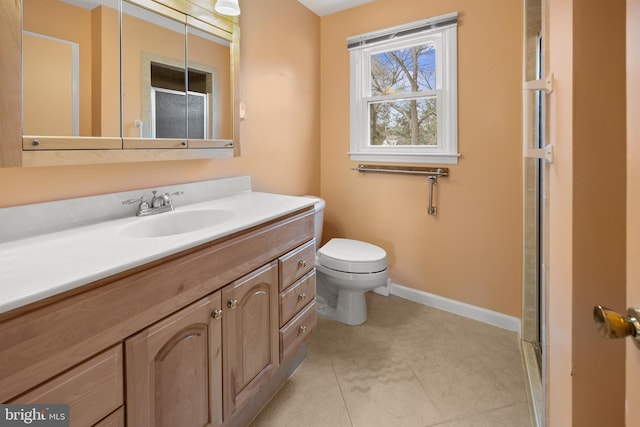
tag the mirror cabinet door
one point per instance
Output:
(113, 76)
(154, 78)
(71, 72)
(210, 112)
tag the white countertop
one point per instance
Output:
(41, 266)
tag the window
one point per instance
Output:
(403, 93)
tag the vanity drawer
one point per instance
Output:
(297, 296)
(296, 263)
(297, 330)
(92, 389)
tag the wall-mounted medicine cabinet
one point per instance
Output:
(101, 81)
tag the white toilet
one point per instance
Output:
(345, 270)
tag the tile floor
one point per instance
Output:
(408, 365)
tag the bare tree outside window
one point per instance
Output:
(402, 106)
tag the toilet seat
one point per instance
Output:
(352, 256)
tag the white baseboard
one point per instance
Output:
(383, 290)
(460, 308)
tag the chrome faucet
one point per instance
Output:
(159, 203)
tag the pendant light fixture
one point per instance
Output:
(228, 7)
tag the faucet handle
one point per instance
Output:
(142, 200)
(144, 206)
(167, 197)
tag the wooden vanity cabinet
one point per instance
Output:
(174, 369)
(250, 337)
(195, 339)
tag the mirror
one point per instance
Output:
(209, 86)
(84, 89)
(153, 77)
(70, 62)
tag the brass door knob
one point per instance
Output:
(611, 324)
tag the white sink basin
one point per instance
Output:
(176, 222)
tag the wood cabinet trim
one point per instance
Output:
(246, 370)
(294, 333)
(297, 296)
(92, 389)
(37, 344)
(296, 264)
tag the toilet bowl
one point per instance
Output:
(345, 270)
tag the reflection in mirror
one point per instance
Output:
(153, 75)
(71, 68)
(209, 59)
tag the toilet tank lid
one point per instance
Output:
(319, 203)
(352, 256)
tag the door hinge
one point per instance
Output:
(545, 84)
(545, 153)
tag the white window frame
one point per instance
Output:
(444, 38)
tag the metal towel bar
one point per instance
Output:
(432, 173)
(410, 170)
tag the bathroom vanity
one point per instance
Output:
(204, 333)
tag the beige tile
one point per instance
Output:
(462, 380)
(310, 398)
(333, 341)
(383, 391)
(511, 416)
(408, 365)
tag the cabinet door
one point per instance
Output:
(250, 349)
(174, 369)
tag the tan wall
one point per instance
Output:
(559, 306)
(279, 138)
(633, 203)
(587, 218)
(37, 17)
(106, 72)
(470, 252)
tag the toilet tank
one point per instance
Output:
(319, 209)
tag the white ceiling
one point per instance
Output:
(327, 7)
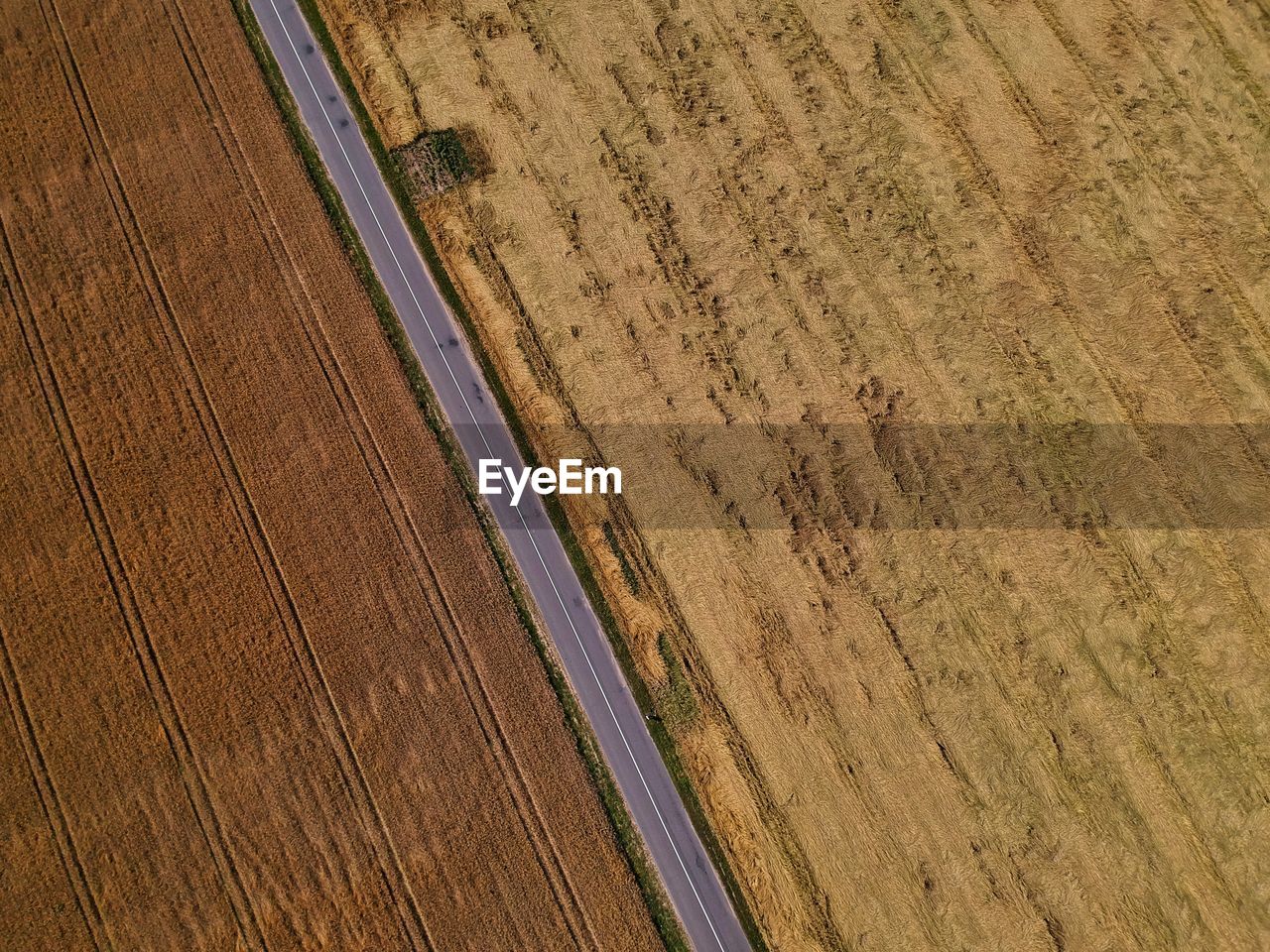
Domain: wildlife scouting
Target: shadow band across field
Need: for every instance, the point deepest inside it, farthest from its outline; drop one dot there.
(896, 476)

▬▬▬▬▬▬

### WHAT YOU HAVE TO DO
Spot the lines above that mention "vanity" and copy them.

### RESULT FOR THIS EXERCISE
tag the vanity drawer
tag the wooden vanity cabinet
tag the bathroom vanity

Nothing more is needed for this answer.